WHAT IS BEING ASKED → Rewrite the stretch of the listing from the line containing "Box pebble." through the end of the listing, replacing "ground" with "terrain" and leaving everything else unchanged.

SUPPLIED DATA →
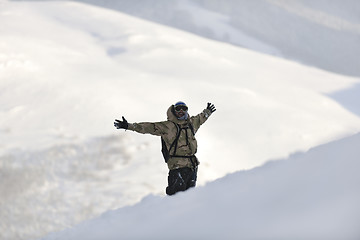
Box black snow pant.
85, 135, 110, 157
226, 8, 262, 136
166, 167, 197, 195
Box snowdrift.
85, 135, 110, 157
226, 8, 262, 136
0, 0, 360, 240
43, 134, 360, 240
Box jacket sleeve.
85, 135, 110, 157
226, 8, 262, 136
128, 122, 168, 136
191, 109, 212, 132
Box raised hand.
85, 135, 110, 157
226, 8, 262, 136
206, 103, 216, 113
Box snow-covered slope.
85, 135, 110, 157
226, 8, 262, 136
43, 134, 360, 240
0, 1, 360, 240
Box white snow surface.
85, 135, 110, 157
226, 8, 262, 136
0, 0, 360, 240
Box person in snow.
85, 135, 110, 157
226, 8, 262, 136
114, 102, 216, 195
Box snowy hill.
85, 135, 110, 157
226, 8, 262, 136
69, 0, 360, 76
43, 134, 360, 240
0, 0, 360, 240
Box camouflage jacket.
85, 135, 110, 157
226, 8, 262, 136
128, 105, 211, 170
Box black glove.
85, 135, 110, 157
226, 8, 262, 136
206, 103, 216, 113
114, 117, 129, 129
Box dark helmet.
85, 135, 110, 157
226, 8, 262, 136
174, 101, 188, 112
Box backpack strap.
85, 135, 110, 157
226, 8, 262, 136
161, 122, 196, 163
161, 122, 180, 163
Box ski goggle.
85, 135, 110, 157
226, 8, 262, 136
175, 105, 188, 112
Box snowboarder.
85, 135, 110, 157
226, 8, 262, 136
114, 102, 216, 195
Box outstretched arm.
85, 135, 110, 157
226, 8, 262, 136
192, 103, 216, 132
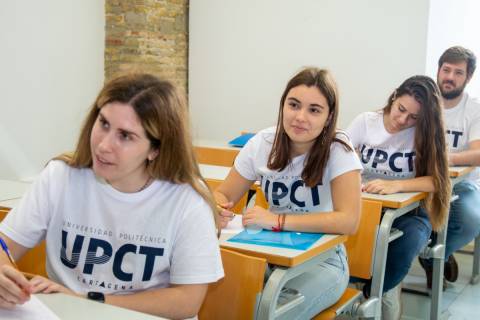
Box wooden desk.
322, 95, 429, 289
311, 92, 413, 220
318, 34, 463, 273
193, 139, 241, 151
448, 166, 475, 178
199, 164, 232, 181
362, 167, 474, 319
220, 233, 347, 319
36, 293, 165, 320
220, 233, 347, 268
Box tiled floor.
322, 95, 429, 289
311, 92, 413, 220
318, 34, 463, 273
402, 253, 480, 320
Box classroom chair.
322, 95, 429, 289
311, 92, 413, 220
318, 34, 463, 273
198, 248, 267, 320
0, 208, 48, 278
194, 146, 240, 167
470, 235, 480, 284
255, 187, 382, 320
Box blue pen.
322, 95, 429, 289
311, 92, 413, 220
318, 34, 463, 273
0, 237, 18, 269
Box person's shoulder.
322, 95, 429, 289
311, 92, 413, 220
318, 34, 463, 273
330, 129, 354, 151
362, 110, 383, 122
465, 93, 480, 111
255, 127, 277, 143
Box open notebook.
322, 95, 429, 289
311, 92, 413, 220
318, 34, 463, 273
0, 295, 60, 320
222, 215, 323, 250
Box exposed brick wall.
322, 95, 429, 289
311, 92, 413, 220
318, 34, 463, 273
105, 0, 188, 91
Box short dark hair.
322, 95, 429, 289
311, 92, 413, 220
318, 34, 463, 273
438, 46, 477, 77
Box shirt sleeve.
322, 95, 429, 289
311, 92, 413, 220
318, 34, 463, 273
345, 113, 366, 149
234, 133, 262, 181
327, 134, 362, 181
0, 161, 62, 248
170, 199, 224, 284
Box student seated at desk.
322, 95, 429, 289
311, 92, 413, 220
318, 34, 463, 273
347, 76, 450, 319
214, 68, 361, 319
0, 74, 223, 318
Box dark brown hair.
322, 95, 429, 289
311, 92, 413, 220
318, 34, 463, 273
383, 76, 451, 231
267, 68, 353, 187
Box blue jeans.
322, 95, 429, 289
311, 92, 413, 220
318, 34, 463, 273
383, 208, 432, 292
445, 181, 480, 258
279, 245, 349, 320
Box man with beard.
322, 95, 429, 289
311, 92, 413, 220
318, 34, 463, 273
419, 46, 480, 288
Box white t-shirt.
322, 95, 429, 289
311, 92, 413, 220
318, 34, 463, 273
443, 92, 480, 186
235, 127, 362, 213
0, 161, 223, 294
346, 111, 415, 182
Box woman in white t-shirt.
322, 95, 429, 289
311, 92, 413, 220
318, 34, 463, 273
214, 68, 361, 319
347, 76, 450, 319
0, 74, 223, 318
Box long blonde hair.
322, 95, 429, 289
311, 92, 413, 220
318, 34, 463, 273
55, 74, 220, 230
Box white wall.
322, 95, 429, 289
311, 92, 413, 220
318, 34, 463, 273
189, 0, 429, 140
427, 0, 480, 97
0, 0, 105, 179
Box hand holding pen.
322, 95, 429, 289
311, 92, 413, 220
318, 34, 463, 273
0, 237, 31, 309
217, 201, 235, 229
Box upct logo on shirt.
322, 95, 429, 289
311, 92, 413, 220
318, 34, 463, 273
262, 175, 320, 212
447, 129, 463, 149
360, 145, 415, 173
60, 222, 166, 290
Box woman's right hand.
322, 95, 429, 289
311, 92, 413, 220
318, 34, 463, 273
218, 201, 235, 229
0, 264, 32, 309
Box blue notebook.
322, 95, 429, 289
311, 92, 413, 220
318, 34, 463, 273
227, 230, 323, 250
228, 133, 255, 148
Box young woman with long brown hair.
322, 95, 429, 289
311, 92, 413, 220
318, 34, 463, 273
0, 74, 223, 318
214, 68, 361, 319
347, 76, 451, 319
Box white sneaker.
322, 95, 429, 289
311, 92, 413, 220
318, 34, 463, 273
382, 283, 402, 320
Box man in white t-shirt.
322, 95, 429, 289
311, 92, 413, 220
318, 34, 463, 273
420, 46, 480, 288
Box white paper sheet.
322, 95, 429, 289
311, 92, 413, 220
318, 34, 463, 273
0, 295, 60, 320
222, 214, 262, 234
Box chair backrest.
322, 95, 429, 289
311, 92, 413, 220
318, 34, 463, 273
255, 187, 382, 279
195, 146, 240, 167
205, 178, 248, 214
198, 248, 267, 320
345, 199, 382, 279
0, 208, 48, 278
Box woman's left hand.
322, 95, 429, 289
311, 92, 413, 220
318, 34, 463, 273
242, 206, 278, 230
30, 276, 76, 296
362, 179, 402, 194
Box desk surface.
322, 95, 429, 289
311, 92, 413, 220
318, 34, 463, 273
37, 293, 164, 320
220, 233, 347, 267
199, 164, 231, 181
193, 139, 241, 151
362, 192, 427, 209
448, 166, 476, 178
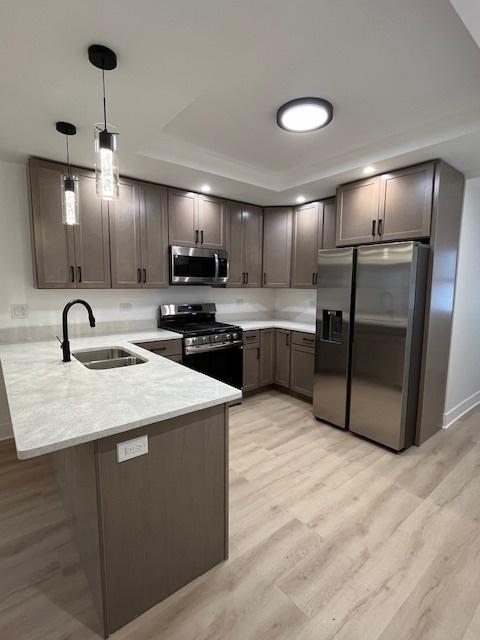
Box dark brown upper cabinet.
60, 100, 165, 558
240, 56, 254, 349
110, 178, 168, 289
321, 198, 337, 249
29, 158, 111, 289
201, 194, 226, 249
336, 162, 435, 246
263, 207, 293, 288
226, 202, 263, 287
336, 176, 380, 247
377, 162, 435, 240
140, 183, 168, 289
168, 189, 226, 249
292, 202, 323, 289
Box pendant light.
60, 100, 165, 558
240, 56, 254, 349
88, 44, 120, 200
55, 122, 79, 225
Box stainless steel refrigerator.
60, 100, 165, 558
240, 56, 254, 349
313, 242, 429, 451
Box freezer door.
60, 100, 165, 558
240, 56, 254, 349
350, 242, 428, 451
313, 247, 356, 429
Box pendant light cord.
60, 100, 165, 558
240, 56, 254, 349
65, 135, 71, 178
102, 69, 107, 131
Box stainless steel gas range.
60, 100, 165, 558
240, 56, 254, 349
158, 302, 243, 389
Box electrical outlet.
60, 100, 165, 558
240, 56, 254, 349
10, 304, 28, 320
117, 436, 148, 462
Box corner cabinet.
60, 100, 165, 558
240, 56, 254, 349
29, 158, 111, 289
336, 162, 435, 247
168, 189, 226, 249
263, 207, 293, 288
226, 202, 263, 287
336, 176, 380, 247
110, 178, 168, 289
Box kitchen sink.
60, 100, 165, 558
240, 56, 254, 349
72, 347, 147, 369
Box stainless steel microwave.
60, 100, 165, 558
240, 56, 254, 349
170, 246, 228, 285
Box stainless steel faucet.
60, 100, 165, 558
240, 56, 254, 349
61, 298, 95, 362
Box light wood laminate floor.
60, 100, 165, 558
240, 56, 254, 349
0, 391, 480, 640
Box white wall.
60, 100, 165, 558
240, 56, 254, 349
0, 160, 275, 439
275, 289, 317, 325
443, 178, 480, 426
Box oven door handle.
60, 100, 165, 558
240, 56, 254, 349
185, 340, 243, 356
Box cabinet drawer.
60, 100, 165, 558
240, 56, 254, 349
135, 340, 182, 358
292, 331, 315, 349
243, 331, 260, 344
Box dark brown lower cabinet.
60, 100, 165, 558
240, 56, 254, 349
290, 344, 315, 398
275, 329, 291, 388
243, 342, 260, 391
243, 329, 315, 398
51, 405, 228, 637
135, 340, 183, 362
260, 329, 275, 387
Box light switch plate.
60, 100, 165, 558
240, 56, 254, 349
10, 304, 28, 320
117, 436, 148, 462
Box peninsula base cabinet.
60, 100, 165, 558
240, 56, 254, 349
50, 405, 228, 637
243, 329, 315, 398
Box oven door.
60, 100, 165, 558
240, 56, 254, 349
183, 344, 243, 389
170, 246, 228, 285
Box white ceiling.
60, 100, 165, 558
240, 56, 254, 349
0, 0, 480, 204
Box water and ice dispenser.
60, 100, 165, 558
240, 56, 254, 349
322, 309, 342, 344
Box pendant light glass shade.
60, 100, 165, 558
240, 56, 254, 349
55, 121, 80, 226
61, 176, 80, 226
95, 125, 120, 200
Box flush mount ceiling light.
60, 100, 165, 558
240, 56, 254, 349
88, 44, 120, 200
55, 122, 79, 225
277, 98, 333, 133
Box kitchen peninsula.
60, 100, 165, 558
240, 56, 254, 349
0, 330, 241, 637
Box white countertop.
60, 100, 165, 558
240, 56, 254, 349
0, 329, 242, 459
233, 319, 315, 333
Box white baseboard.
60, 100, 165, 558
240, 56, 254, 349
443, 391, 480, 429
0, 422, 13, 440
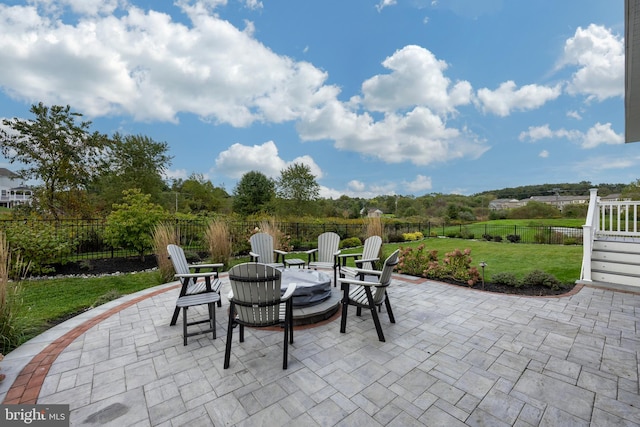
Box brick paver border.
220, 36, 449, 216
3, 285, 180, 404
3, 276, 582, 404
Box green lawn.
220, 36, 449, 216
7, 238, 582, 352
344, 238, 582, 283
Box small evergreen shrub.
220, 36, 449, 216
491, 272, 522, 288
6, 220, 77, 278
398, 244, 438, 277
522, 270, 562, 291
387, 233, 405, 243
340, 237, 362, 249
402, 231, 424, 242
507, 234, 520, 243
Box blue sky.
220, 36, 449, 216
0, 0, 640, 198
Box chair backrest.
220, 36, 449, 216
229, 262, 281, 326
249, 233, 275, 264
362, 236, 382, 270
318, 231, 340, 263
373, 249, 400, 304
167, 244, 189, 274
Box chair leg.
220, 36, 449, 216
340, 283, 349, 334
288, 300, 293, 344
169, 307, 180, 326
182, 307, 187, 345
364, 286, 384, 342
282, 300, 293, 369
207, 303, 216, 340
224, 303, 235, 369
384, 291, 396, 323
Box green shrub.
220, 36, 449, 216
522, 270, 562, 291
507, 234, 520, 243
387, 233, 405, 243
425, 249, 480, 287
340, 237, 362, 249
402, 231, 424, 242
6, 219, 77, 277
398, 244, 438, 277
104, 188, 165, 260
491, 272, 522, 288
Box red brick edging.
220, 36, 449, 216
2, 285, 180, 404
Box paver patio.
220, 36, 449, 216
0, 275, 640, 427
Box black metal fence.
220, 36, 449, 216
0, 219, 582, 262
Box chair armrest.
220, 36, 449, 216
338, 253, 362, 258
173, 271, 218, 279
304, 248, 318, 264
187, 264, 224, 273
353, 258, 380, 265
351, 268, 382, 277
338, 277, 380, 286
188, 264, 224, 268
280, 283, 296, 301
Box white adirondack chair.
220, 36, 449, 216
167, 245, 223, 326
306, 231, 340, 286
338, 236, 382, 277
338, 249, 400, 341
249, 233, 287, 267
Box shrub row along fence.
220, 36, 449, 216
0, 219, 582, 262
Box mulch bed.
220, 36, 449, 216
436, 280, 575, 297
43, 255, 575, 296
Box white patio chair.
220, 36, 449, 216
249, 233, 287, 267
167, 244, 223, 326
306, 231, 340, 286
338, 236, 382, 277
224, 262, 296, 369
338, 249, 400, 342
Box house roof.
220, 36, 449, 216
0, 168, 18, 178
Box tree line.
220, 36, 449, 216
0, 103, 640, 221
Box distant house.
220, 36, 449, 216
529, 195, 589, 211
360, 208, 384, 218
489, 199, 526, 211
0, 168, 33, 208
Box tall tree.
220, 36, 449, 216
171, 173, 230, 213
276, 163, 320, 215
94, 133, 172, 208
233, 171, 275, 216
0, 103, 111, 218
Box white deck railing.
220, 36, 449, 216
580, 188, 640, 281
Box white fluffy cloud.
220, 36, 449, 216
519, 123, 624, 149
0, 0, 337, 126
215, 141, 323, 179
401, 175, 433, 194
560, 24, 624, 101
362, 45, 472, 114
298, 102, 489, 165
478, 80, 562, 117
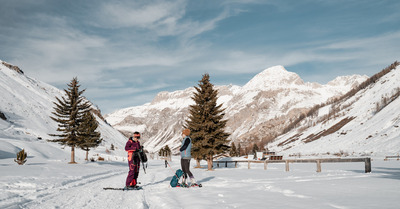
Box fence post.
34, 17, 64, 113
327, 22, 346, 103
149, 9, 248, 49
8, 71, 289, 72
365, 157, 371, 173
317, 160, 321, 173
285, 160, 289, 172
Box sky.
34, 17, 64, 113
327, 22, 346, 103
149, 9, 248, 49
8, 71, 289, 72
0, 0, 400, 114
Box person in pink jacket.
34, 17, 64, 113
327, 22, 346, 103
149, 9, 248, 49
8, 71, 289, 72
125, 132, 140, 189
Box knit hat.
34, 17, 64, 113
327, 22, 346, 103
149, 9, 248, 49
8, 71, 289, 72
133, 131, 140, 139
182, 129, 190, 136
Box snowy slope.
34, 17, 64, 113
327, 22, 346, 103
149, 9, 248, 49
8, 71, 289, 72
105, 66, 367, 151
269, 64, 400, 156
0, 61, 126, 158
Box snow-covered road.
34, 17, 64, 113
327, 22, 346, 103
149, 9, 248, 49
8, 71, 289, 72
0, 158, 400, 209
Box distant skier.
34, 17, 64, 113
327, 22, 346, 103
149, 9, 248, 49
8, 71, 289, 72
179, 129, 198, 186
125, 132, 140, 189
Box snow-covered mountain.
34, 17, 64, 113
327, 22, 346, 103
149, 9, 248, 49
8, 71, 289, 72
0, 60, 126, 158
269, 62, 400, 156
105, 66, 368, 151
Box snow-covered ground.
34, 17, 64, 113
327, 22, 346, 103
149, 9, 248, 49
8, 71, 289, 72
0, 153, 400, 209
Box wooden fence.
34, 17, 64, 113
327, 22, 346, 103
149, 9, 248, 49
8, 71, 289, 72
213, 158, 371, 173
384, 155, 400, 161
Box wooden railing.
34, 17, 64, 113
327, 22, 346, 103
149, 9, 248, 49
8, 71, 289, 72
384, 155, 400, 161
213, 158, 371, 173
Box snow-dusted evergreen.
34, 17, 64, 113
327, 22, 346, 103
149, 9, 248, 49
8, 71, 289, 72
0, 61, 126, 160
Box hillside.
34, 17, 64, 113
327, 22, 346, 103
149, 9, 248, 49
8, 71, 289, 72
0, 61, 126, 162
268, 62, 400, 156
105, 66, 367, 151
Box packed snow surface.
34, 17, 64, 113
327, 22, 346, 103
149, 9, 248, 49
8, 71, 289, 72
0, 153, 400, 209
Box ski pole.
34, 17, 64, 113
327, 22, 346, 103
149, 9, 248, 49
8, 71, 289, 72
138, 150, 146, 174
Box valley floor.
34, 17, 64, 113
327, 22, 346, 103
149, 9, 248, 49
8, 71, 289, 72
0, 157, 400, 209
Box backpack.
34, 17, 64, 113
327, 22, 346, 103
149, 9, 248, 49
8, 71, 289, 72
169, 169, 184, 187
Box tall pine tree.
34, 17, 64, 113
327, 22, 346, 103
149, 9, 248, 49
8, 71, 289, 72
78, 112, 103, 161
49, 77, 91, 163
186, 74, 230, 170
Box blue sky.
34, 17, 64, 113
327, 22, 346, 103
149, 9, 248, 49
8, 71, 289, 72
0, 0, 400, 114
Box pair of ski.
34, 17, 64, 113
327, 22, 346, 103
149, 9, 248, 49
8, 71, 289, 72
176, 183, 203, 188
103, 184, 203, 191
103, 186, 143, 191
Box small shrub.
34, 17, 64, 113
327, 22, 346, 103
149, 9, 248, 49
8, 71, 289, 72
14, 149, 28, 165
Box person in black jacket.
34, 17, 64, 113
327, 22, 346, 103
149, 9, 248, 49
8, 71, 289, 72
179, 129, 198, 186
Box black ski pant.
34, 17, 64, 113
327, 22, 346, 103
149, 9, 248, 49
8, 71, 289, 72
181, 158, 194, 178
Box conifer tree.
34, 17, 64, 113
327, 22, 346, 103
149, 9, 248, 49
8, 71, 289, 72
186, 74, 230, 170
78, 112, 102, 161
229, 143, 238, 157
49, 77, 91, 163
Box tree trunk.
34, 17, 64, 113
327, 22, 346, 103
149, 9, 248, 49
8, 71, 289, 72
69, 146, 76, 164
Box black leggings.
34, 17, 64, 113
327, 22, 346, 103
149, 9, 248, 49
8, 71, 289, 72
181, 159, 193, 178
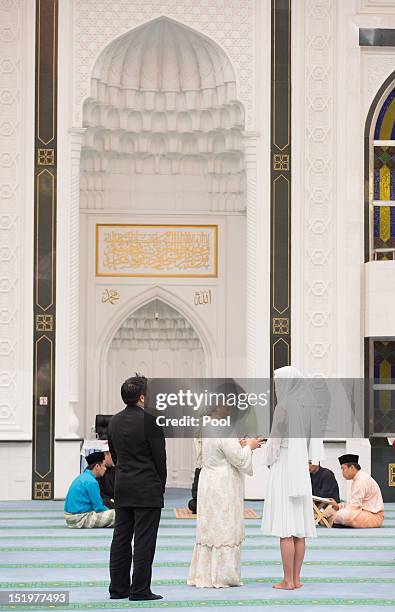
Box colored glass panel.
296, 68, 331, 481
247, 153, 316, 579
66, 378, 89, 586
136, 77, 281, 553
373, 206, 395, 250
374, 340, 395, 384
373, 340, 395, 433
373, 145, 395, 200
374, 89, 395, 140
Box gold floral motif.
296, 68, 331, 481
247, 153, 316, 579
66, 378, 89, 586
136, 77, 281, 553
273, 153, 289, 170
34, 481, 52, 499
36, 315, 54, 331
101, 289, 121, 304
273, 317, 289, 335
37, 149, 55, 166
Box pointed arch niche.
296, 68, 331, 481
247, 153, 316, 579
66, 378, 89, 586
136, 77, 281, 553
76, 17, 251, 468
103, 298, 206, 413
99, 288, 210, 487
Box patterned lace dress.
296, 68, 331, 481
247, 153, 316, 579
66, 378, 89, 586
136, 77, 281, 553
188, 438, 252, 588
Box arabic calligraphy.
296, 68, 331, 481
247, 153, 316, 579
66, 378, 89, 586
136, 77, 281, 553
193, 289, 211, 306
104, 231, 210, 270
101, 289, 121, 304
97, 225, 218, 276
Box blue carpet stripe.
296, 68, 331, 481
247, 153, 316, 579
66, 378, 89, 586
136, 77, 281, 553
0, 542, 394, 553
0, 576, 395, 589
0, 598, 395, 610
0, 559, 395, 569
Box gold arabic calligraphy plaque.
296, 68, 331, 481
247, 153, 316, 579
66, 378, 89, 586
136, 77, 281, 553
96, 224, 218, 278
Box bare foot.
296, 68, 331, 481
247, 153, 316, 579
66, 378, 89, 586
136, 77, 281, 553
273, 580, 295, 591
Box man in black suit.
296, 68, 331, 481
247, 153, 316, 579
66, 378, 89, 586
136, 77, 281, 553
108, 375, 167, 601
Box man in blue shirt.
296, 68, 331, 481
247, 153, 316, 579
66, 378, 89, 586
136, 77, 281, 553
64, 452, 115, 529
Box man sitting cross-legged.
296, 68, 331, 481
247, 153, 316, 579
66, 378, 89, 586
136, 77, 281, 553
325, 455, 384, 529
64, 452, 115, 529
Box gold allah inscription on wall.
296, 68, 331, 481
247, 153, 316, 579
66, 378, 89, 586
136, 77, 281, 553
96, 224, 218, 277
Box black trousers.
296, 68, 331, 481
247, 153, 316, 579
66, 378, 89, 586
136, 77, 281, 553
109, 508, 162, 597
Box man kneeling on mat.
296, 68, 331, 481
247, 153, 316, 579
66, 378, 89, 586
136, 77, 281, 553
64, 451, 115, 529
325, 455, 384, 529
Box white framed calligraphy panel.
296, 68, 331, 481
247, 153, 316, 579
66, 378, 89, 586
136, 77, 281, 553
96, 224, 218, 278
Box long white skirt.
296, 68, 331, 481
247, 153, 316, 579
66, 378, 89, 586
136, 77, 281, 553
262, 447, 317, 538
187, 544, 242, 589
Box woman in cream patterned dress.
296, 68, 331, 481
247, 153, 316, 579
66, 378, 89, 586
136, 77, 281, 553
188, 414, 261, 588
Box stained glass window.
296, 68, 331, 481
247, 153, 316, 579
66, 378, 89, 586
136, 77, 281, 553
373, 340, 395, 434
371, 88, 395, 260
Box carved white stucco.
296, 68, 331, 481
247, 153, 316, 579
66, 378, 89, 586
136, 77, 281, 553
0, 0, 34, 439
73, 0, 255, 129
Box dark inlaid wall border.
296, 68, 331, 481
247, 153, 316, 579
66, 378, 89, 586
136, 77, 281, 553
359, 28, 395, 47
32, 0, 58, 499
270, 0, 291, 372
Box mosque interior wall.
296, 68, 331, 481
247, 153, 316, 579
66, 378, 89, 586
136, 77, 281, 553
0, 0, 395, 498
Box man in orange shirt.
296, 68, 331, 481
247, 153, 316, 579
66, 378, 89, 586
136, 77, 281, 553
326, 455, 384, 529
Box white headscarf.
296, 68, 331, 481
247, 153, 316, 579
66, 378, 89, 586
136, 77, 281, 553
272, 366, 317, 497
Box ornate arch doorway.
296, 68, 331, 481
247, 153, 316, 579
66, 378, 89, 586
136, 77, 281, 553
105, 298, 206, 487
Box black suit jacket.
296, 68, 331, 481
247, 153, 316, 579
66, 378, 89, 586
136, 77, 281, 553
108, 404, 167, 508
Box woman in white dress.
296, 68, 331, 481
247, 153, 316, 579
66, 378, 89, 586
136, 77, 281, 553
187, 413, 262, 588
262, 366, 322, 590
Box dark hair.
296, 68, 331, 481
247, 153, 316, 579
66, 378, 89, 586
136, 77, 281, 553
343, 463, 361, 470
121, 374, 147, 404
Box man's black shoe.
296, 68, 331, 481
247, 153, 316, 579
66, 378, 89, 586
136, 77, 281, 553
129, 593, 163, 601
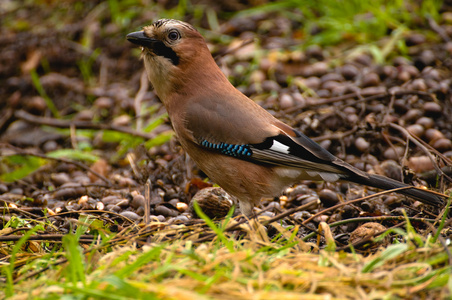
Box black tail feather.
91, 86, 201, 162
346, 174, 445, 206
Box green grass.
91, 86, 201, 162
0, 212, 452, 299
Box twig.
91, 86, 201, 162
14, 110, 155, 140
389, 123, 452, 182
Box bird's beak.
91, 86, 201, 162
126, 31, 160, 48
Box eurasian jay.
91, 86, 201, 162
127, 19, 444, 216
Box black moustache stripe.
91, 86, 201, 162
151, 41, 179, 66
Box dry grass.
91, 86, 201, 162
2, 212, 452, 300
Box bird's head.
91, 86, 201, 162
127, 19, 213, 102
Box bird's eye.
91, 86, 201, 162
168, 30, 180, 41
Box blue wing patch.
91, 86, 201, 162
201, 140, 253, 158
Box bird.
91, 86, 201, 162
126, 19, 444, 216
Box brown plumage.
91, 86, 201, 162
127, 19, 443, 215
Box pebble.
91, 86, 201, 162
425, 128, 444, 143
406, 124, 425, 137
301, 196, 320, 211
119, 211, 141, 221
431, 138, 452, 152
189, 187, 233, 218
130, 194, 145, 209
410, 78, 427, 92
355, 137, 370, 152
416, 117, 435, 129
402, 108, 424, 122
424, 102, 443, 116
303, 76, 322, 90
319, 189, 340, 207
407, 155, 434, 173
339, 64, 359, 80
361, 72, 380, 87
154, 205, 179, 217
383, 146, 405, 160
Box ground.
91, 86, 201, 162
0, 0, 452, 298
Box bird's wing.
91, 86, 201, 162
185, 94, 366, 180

REPLY →
Box pebble.
91, 86, 201, 162
425, 128, 444, 143
406, 124, 425, 137
301, 196, 320, 211
119, 211, 141, 221
431, 138, 452, 152
189, 187, 233, 218
130, 194, 145, 209
410, 78, 427, 92
355, 137, 370, 152
416, 117, 435, 129
402, 108, 424, 122
424, 102, 443, 116
303, 76, 322, 90
319, 189, 340, 207
407, 155, 434, 173
339, 64, 359, 80
361, 72, 380, 87
154, 205, 179, 217
383, 146, 405, 160
Box terrain.
91, 86, 201, 162
0, 0, 452, 298
Box bird's wing.
91, 86, 201, 162
185, 94, 366, 180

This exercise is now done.